(Records from a dataset)

= = =

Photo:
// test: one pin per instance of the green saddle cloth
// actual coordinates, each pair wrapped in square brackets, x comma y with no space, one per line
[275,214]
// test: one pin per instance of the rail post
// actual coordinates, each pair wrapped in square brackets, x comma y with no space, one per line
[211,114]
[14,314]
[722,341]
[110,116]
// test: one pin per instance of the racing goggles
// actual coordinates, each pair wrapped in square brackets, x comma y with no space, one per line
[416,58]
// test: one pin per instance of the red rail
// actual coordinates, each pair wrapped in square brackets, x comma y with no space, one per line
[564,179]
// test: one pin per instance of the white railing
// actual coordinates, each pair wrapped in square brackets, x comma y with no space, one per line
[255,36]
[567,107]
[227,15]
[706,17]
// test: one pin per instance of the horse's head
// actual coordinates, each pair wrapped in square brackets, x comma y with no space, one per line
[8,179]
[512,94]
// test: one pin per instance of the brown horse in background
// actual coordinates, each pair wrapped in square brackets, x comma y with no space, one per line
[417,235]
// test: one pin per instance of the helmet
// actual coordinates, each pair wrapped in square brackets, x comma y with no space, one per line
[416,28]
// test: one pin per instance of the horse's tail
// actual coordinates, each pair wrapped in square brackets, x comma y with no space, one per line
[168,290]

= = =

For this exercise, restate each of the entries without any deviation.

## The completed task:
Photo:
// test: one pin per instance of the green saddle cloth
// actual coordinates, each pair wrapped in square brackets, x comma y with no space, one per line
[275,214]
// test: one pin per instance of the rail post
// actual coordinates, each pair wrapped in square brackets, x comma y with no space, one per line
[211,114]
[14,314]
[722,341]
[110,116]
// test: one pin per instance of the racing goggles
// actual coordinates, each pair wrapped in square brackets, x comma y with no space, one per line
[416,58]
// test: one pin per instance of the red rail
// actual coordinates, each pair wrapped in square brackets, x comma y with no space, one per line
[564,179]
// test: one pin per instance of the white railing
// actual coordinates, each pair wrapped in square brackets, x comma y with no space, one per line
[255,36]
[567,107]
[227,15]
[706,17]
// test: one pin per instance of the horse's head
// actual coordinates, each pair wrapped in square brackets, x comma y with no space, one per line
[8,179]
[512,94]
// test: one pin per instance of the brown horse in background
// actual coordinates, each pair wrapped in square brackets, x comma y with no space, one per line
[417,235]
// test: one pin per instance of the helmet
// actual coordinates, each pair wrapped in square brackets, x comma y with no space, one per line
[416,28]
// test: one pin per instance of the horse's tail
// actual coordinates, each pair wrapped in square brackets, x comma y with no space, one per line
[168,290]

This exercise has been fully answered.